**Task description:**
Rewrite the lines below, replacing every occurrence of "draw the outline" with "trace the outline" and leaving everything else unchanged.

**Source data:**

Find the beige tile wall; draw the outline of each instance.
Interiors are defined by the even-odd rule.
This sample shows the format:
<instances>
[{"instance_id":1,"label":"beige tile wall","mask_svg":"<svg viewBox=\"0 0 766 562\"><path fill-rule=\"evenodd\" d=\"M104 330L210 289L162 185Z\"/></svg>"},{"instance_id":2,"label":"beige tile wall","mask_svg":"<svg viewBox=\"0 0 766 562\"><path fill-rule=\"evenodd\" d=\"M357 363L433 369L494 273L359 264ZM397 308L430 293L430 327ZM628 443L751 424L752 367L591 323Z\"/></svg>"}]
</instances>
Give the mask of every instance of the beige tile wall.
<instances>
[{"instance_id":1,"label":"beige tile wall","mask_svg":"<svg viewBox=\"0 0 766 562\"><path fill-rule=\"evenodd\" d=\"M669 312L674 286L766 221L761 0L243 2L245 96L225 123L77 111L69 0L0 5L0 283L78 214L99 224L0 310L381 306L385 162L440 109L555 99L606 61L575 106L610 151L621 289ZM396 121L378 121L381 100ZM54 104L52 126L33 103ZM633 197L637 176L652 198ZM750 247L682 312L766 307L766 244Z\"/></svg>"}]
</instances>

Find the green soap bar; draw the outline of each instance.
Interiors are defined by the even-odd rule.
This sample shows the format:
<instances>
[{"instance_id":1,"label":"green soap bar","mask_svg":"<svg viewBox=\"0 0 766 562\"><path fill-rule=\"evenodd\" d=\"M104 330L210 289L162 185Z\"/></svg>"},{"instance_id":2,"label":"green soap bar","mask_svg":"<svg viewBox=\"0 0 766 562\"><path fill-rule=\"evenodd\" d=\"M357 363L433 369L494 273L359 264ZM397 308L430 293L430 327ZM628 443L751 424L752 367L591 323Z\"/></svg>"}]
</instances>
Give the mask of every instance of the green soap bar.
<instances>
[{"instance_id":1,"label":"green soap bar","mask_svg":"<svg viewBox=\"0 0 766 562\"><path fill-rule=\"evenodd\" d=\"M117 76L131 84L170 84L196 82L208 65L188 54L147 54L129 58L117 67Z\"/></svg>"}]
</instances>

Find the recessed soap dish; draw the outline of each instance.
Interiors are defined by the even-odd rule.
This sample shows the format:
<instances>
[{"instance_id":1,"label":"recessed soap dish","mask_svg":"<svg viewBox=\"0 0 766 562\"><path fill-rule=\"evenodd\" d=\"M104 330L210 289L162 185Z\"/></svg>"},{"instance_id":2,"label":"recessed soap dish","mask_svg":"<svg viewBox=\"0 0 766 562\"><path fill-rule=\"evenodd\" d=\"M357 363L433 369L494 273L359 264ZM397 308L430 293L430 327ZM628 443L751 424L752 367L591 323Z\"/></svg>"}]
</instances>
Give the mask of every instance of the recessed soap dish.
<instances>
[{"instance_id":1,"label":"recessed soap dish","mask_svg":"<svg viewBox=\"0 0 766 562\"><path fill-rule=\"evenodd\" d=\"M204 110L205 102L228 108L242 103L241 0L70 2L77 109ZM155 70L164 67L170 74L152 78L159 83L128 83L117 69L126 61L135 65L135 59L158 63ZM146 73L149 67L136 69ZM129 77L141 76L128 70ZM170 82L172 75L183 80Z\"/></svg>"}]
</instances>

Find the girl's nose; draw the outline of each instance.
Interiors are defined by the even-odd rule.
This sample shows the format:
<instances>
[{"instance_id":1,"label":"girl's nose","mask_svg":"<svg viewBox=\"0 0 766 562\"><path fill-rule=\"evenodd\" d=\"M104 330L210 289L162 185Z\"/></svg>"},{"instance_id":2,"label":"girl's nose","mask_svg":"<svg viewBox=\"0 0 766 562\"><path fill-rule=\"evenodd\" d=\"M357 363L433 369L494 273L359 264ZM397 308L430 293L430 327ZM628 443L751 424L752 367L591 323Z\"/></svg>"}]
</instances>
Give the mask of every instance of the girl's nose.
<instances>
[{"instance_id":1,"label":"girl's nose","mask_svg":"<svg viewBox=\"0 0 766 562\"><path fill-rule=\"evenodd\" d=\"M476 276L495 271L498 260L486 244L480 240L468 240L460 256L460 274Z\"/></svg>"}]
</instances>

**Answer to the exercise:**
Find the beige tile wall; trace the outline of each instance.
Interiors are defined by the even-odd rule.
This sample shows the format:
<instances>
[{"instance_id":1,"label":"beige tile wall","mask_svg":"<svg viewBox=\"0 0 766 562\"><path fill-rule=\"evenodd\" d=\"M104 330L210 289L162 185Z\"/></svg>"},{"instance_id":2,"label":"beige tile wall","mask_svg":"<svg viewBox=\"0 0 766 562\"><path fill-rule=\"evenodd\" d=\"M357 363L433 369L494 273L359 264ZM397 308L430 293L430 327ZM628 443L751 424L752 367L591 323Z\"/></svg>"}]
</instances>
Give the mask of every instance of the beige tile wall.
<instances>
[{"instance_id":1,"label":"beige tile wall","mask_svg":"<svg viewBox=\"0 0 766 562\"><path fill-rule=\"evenodd\" d=\"M669 312L674 286L766 221L761 0L243 2L245 96L225 123L77 111L69 0L0 5L0 283L78 214L99 224L0 310L381 306L385 162L440 109L555 99L606 61L575 106L610 151L621 289ZM396 121L378 121L381 100ZM54 104L52 126L33 103ZM633 197L637 176L652 198ZM750 247L682 312L766 307L766 244Z\"/></svg>"}]
</instances>

Find the green soap bar; trace the outline of each instance.
Interiors are defined by the even-odd rule.
This sample shows the format:
<instances>
[{"instance_id":1,"label":"green soap bar","mask_svg":"<svg viewBox=\"0 0 766 562\"><path fill-rule=\"evenodd\" d=\"M104 330L210 289L162 185Z\"/></svg>"},{"instance_id":2,"label":"green soap bar","mask_svg":"<svg viewBox=\"0 0 766 562\"><path fill-rule=\"evenodd\" d=\"M357 363L433 369L494 273L359 264ZM397 308L430 293L430 327ZM628 443L751 424L752 367L591 323Z\"/></svg>"}]
</instances>
Give the mask of every instance of the green soap bar.
<instances>
[{"instance_id":1,"label":"green soap bar","mask_svg":"<svg viewBox=\"0 0 766 562\"><path fill-rule=\"evenodd\" d=\"M117 76L131 84L170 84L196 82L208 65L188 54L147 54L129 58L117 67Z\"/></svg>"}]
</instances>

Find the recessed soap dish; trace the outline of each instance.
Interiors are defined by the even-odd rule.
This sample shows the format:
<instances>
[{"instance_id":1,"label":"recessed soap dish","mask_svg":"<svg viewBox=\"0 0 766 562\"><path fill-rule=\"evenodd\" d=\"M104 330L210 289L162 185Z\"/></svg>"},{"instance_id":2,"label":"recessed soap dish","mask_svg":"<svg viewBox=\"0 0 766 562\"><path fill-rule=\"evenodd\" d=\"M357 363L433 369L494 273L359 264ZM397 308L430 293L430 327ZM628 443L751 424L752 367L591 323Z\"/></svg>"}]
</instances>
Give the mask of every instance of the recessed soap dish.
<instances>
[{"instance_id":1,"label":"recessed soap dish","mask_svg":"<svg viewBox=\"0 0 766 562\"><path fill-rule=\"evenodd\" d=\"M204 110L205 102L228 108L242 103L241 0L70 2L77 109ZM155 70L164 67L170 74L152 78L159 83L128 83L117 69L126 61L135 65L135 59L158 63ZM146 73L149 67L136 69ZM129 77L141 76L128 70ZM170 82L172 75L183 80Z\"/></svg>"}]
</instances>

Find the girl's nose; trace the outline of each instance.
Interiors are defined by the even-odd rule.
This sample shows the format:
<instances>
[{"instance_id":1,"label":"girl's nose","mask_svg":"<svg viewBox=\"0 0 766 562\"><path fill-rule=\"evenodd\" d=\"M104 330L210 289L162 185Z\"/></svg>"},{"instance_id":2,"label":"girl's nose","mask_svg":"<svg viewBox=\"0 0 766 562\"><path fill-rule=\"evenodd\" d=\"M357 363L433 369L494 273L359 264ZM397 308L430 293L430 327ZM628 443L751 424L752 367L591 323Z\"/></svg>"}]
</instances>
Give the mask of every instance of the girl's nose.
<instances>
[{"instance_id":1,"label":"girl's nose","mask_svg":"<svg viewBox=\"0 0 766 562\"><path fill-rule=\"evenodd\" d=\"M476 276L495 271L498 260L486 244L480 240L468 240L460 256L460 274Z\"/></svg>"}]
</instances>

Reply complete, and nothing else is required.